* [Selected passage]

--------------------------------

Moral Clarity and Political Courage Yet Again
Below is a speech I gave about a year ago in downtown Winston-Salem at a rally protesting the detention and separations of families at the U.S. border. I’m re-posting it here because it’s really all I have to say after the mass arrests in Mississippi, the ones that left children unsure of where there parents were and what to do. I don’t know what more to say than this which is at least one reason I’ve refrained from posting about it on social media. I also generally reserve my Twitter feed for things like telling off Franklin Graham so I often feel bad for failing to post or say something about what’s going on at our border. I just re-read it and I’m realizing how much this speech has sunk into my own life in the last year and at the same how little that seems to matter. That’s how it goes with speech and actions, postings and change, I guess.
Like many of you, I’ve seen the pictures, and I’ve heard the stories. I read this morning that the Department of Homeland Security has now upped the number of children that separated from their families to 4,100. And like you, I find the stories and the pictures disturbing and overwhelming. And I think that’s a good thing and a danger: that we’ll allow ourselves to be overwhelmed with the horror of what’s happening. It’s good to keep one’s capacity to feel horror at the horrific. But it also presents a problem: that we might feel the horror of what the Department of Homeland security does at our borders in ways that obscure clear thinking and then action. At this moment we need moral clarity and political courage.

--------------------------------

* [Instructions for the task] From the post on moral clarity and political courage, copy the passage that begins at the words "Like many of" and stops after "and political courage.".

--------------------------------

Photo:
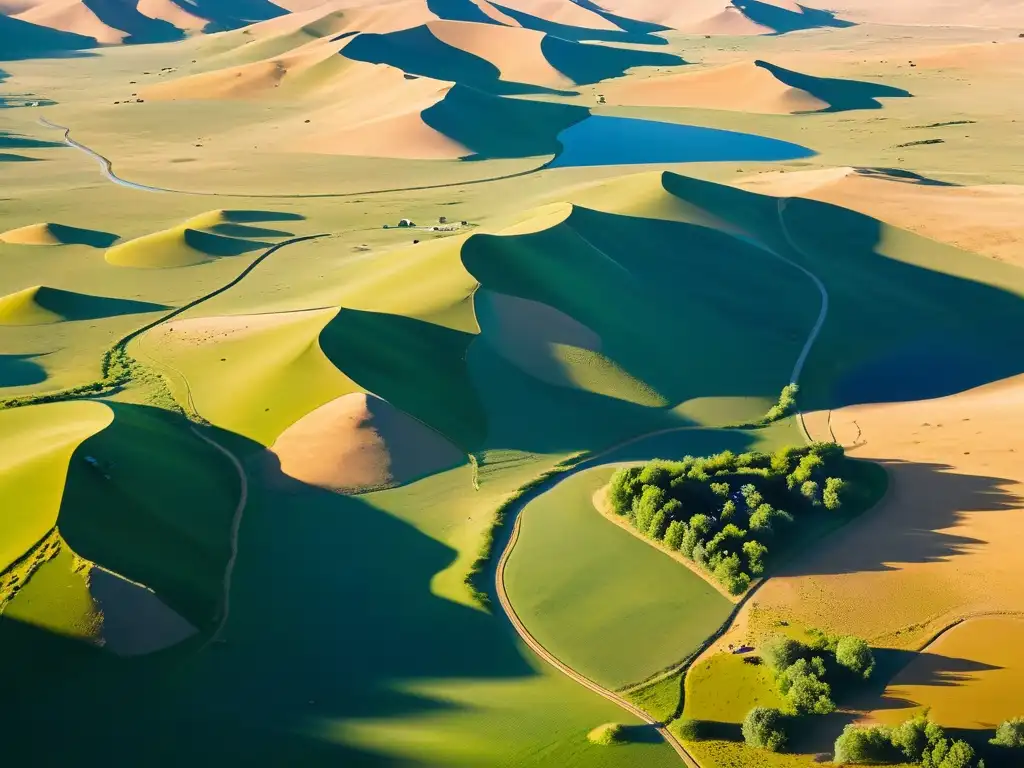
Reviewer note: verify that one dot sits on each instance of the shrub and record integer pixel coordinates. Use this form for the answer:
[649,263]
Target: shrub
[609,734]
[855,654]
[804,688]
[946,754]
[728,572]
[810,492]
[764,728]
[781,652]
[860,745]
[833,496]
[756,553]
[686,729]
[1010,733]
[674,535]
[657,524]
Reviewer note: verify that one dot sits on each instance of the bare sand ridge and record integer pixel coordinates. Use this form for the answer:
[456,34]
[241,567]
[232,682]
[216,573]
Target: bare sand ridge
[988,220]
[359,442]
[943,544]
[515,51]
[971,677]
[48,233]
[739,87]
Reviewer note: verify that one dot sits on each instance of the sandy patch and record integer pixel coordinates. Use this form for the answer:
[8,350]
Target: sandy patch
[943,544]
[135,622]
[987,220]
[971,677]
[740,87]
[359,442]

--------------------------------

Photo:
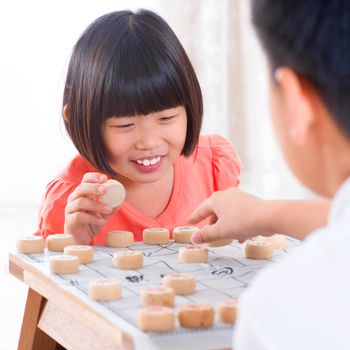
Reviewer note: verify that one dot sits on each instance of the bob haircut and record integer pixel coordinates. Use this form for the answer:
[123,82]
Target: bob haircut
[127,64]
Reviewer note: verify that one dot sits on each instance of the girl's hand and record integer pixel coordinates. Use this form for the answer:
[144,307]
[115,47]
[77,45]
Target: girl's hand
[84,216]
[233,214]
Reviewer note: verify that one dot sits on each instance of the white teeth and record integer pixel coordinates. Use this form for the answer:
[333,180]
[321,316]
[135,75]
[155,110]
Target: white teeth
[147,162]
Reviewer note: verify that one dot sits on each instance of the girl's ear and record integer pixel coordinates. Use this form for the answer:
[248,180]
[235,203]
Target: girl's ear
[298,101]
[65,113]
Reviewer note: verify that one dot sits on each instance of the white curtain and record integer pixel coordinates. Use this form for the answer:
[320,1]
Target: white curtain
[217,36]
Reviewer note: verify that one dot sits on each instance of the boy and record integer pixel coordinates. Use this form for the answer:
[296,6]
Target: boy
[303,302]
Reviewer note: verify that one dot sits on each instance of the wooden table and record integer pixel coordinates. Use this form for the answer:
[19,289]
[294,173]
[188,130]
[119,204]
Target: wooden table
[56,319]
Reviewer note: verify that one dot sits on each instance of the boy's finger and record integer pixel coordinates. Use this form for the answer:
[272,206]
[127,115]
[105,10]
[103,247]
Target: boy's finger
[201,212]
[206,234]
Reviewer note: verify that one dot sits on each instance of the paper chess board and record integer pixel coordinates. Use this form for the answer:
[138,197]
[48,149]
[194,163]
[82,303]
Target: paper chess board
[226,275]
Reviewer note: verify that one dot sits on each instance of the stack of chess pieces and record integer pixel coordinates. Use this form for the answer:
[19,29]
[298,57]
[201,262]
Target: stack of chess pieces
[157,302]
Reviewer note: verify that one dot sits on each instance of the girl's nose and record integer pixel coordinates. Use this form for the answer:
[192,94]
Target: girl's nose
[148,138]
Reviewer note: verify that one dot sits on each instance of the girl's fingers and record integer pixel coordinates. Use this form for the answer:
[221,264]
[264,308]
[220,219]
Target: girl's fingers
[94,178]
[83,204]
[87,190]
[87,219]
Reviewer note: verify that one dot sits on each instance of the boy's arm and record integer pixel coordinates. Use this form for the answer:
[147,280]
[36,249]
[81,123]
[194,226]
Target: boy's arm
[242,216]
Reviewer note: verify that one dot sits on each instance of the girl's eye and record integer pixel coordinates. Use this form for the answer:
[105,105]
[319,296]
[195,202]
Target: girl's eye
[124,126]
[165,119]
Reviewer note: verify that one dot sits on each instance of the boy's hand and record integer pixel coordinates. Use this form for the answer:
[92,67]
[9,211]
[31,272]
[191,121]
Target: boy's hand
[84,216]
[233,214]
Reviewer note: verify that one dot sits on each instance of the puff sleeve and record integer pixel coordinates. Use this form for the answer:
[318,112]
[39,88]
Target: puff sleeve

--------------------------------

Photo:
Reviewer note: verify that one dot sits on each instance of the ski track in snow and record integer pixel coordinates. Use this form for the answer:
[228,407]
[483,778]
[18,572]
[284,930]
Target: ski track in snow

--------------------------------

* [Answer below]
Like many of you, I’ve seen the pictures, and I’ve heard the stories. I read this morning that the Department of Homeland Security has now upped the number of children that separated from their families to 4,100. And like you, I find the stories and the pictures disturbing and overwhelming. And I think that’s a good thing and a danger: that we’ll allow ourselves to be overwhelmed with the horror of what’s happening. It’s good to keep one’s capacity to feel horror at the horrific. But it also presents a problem: that we might feel the horror of what the Department of Homeland security does at our borders in ways that obscure clear thinking and then action. At this moment we need moral clarity and political courage.